What is being asked => Write out the full listing exactly.

Dataset extract =>
○ ○ ○

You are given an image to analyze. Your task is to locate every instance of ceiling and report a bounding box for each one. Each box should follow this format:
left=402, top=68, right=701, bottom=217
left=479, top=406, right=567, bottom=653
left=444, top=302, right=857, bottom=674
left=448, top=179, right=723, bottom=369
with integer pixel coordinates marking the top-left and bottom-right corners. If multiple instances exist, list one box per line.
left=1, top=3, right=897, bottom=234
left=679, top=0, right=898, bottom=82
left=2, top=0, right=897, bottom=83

○ ○ ○

Result =>
You are given an image to analyze. Your task is to locate every instance of ceiling and report a bounding box for each one. Each box should follow this format:
left=402, top=68, right=701, bottom=217
left=479, top=406, right=567, bottom=653
left=444, top=302, right=857, bottom=674
left=448, top=179, right=723, bottom=369
with integer pixel coordinates marking the top-left and bottom-right corners. If multiple instances exist, list one box per line.
left=1, top=3, right=897, bottom=234
left=679, top=0, right=898, bottom=82
left=2, top=0, right=897, bottom=83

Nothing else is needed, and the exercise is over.